EXTRACTED DATA
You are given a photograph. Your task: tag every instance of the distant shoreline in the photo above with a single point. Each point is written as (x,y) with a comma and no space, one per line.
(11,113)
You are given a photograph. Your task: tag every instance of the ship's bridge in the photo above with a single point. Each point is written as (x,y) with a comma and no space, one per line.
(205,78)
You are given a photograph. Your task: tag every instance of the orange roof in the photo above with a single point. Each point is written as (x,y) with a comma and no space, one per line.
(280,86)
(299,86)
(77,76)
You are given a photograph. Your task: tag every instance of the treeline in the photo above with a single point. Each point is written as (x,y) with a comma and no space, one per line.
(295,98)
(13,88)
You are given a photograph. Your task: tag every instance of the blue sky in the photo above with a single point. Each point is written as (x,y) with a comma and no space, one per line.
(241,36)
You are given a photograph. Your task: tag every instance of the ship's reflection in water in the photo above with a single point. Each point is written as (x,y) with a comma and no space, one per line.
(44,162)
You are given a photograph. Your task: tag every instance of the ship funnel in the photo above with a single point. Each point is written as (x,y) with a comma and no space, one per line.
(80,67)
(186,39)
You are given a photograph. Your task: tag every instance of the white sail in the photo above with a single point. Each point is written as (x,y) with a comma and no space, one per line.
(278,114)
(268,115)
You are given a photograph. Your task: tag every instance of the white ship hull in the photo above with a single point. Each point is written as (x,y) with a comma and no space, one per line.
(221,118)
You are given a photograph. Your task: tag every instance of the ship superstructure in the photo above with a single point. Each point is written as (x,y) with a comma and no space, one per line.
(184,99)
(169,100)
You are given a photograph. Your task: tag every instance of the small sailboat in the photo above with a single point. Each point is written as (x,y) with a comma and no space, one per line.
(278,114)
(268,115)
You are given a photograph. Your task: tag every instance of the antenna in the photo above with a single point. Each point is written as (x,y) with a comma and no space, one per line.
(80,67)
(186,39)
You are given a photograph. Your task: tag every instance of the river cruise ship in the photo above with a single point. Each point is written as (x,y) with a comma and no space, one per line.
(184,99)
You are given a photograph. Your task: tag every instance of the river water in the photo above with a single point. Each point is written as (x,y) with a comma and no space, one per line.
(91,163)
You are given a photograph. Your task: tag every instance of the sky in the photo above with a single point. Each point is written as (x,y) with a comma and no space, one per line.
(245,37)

EXERCISE DESCRIPTION
When you reach the line that holds "instance of the sky", please copy it and every line after it through the end of the listing, exactly and with no other lines.

SOLUTION FOR THIS EXERCISE
You are given a photograph. Your task: tag every instance of the sky in the photo above with a single point. Each point is written as (x,y) with a comma and no space, one per line.
(245,37)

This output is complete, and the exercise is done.